(EXERCISE OBJECTIVE) Copy the rows below again, switching "green tree" to "tall tree" and leaving everything else as it is.
____________________
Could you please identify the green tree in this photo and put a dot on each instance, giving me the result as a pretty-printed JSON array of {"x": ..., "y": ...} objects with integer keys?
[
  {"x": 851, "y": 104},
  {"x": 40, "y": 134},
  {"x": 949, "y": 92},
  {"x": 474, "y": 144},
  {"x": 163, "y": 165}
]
____________________
(COMPLETED EXERCISE)
Could you please identify the tall tree in this photo and put a dot on each instance, giving me the result as a pretty-printed JSON array of {"x": ..., "y": ...} objects with integer keys?
[
  {"x": 851, "y": 104},
  {"x": 40, "y": 134},
  {"x": 949, "y": 92},
  {"x": 474, "y": 144},
  {"x": 163, "y": 165}
]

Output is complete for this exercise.